**Extract provided**
Evolving Multi-Output Digital Circuits Using Multi-Genome Grammatical Evolution

Abstract

Grammatical Evolution is a Genetic Programming variant which evolves problems in any arbitrary language that is BNF compliant. Since its inception, Grammatical Evolution has been used to solve real-world problems in different domains such as bio-informatics, architecture design, financial modelling, music, software testing, game artificial intelligence and parallel programming. Multi-output problems deal with predicting numerous output variables simultaneously, a notoriously difficult problem. We present a Multi-Genome Grammatical Evolution better suited for tackling multi-output problems, specifically digital circuits. The Multi-Genome consists of multiple genomes, each evolving a solution to a single unique output variable. Each genome is mapped to create its executable object. The mapping mechanism, genetic, selection, and replacement operators have been adapted to make them well-suited for the Multi-Genome representation and the implementation of a new wrapping operator. Additionally, custom grammar syntax rules and a cyclic dependency-checking algorithm have been presented to facilitate the evolution of inter-output dependencies which may exist in multi-output problems. Multi-Genome Grammatical Evolution is tested on combinational digital circuit benchmark problems. Results show Multi-Genome Grammatical Evolution performs significantly better than standard Grammatical Evolution on these benchmark problems.

**Information**
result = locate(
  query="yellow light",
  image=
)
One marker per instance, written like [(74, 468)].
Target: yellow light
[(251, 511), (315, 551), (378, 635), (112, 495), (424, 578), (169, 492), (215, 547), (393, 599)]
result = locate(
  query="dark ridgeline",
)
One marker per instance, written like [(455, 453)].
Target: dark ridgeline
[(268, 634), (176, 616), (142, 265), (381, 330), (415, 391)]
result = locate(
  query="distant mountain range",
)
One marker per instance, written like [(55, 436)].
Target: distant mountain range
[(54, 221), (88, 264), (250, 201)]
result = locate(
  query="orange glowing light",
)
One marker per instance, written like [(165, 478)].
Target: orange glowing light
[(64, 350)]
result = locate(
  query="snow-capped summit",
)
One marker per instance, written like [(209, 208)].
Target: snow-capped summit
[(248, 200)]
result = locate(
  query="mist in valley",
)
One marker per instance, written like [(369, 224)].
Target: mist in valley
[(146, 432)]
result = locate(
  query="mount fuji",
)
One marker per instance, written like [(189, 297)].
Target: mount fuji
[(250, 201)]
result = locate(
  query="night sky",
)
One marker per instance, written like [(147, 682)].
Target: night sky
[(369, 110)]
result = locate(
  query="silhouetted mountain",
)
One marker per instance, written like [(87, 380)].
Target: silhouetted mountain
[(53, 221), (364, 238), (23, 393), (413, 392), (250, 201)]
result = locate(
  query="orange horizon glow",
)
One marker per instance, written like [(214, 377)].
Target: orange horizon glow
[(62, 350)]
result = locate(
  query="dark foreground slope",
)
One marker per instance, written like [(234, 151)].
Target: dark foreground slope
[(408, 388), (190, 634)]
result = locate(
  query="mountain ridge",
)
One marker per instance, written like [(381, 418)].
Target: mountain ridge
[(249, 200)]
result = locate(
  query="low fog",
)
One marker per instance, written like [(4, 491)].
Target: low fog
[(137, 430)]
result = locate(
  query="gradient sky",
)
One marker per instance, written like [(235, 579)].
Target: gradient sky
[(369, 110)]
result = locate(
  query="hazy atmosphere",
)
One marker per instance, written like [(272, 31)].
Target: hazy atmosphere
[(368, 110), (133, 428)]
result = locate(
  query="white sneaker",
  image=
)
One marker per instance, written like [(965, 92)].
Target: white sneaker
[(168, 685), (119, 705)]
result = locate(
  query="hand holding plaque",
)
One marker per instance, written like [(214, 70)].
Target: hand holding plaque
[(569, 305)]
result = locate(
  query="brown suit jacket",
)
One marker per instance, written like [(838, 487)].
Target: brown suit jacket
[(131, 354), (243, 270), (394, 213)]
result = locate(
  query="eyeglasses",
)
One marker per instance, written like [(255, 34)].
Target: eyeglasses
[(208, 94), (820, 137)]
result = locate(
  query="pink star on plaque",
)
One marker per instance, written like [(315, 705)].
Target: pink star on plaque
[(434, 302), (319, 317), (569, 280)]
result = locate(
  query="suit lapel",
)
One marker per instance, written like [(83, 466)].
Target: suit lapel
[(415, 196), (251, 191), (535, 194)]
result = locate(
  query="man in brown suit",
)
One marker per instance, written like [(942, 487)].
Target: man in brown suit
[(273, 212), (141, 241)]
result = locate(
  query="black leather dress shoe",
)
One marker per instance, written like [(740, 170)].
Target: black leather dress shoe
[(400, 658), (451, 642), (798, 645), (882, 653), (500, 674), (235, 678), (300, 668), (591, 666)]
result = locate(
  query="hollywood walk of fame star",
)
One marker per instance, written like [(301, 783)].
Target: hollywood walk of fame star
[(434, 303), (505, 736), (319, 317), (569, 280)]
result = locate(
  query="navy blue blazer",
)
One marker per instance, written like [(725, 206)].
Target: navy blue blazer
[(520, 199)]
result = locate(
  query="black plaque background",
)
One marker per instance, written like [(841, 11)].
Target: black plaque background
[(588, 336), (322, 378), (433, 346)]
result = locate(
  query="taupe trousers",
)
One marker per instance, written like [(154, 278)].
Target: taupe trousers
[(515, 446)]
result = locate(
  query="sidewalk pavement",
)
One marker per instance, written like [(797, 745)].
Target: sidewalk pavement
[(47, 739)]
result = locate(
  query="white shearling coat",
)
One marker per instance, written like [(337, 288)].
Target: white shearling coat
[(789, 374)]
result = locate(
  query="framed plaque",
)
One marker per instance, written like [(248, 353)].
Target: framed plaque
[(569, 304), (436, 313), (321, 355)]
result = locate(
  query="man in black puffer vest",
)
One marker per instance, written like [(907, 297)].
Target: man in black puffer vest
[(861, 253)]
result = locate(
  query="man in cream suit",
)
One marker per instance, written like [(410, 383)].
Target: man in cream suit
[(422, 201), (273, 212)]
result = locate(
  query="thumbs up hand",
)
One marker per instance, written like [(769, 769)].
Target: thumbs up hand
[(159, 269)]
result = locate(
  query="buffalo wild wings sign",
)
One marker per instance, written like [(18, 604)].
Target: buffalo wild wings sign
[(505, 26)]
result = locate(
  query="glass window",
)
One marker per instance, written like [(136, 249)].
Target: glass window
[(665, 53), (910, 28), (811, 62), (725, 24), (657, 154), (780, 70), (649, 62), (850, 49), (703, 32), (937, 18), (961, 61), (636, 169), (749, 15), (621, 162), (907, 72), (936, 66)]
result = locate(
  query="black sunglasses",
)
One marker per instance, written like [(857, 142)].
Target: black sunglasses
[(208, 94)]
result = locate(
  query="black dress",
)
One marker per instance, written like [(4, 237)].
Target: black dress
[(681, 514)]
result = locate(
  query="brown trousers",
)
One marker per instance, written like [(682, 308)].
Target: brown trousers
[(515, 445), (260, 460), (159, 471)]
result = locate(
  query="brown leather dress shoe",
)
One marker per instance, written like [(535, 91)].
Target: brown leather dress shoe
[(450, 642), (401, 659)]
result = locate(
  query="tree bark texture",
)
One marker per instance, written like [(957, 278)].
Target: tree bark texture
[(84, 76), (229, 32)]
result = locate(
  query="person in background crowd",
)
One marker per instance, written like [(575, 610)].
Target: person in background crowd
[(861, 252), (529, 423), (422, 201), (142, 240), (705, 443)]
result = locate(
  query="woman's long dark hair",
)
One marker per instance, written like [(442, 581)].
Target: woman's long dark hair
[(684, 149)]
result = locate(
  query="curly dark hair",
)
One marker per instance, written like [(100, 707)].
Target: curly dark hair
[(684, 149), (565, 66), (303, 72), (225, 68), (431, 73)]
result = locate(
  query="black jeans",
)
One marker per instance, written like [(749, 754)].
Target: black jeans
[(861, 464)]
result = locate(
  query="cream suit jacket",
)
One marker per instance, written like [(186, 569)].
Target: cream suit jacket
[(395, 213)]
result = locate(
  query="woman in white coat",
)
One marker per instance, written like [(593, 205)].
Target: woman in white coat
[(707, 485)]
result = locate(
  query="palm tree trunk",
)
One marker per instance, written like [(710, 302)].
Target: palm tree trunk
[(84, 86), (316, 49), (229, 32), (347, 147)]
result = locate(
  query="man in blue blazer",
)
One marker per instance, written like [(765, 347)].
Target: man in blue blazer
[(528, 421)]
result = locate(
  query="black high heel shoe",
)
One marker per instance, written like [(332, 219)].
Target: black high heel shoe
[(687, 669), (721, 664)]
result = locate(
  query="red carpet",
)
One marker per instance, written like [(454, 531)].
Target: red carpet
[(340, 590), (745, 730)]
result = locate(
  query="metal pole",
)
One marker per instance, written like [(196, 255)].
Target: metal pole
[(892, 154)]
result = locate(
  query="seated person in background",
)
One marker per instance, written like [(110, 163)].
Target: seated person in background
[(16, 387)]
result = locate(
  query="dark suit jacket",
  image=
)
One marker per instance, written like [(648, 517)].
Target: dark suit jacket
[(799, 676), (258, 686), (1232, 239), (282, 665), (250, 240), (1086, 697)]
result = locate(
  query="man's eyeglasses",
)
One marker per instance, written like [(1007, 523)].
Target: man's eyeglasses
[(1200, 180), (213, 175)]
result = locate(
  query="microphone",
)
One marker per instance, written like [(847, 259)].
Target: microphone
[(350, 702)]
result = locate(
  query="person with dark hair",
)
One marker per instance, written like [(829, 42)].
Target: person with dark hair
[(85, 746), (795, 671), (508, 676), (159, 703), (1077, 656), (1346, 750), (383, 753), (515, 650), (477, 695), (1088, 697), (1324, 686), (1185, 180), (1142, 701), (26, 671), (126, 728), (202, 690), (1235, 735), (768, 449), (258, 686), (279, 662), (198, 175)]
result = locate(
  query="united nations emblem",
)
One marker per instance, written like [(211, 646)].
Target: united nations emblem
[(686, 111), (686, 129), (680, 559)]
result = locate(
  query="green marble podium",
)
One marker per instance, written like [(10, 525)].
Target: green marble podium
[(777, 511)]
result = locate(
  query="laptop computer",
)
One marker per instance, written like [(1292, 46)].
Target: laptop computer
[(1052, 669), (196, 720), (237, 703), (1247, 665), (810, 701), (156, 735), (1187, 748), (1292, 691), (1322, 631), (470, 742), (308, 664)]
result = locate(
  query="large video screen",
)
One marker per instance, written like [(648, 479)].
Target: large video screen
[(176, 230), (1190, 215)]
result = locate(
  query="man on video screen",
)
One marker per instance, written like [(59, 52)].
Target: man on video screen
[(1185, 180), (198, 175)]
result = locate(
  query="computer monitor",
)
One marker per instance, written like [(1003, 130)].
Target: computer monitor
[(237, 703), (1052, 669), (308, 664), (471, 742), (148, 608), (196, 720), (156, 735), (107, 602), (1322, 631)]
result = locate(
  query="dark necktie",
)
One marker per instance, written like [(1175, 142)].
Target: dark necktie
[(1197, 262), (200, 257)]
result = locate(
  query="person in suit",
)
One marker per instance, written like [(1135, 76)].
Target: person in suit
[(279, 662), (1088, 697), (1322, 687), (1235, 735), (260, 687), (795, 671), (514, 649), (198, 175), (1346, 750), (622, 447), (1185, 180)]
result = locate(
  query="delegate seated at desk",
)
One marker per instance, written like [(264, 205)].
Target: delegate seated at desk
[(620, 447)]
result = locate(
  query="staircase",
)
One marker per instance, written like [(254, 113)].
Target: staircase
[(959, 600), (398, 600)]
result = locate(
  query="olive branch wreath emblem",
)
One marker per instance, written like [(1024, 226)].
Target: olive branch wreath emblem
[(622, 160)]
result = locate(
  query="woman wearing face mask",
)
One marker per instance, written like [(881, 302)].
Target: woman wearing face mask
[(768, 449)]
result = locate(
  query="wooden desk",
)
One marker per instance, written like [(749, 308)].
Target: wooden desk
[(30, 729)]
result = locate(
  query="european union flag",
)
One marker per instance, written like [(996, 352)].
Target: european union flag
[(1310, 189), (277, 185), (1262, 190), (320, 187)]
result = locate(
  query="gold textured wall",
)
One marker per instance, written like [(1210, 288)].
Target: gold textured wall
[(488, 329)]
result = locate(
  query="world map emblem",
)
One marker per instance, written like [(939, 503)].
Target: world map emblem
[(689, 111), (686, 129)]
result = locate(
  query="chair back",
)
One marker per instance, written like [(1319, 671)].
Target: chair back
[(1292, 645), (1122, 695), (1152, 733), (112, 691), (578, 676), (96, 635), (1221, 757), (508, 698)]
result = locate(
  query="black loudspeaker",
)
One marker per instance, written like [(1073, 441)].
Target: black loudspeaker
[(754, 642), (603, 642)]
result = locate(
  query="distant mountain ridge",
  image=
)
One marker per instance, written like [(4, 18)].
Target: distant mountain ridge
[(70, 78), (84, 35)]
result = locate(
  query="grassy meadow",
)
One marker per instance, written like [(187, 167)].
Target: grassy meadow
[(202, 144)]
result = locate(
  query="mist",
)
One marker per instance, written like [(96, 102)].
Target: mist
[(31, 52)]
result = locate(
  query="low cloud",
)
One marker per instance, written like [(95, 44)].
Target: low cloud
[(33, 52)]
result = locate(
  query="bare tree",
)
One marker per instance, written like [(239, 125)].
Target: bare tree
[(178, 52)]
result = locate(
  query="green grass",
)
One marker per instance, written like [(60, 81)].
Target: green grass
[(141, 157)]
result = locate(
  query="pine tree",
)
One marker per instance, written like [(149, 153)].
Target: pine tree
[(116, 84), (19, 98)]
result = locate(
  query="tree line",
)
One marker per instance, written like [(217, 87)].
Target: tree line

**Problem to solve**
In the abstract on Multi-Genome Grammatical Evolution, what does each genome in the Multi-Genome evolve?

**Reply**
A solution to a single unique output variable.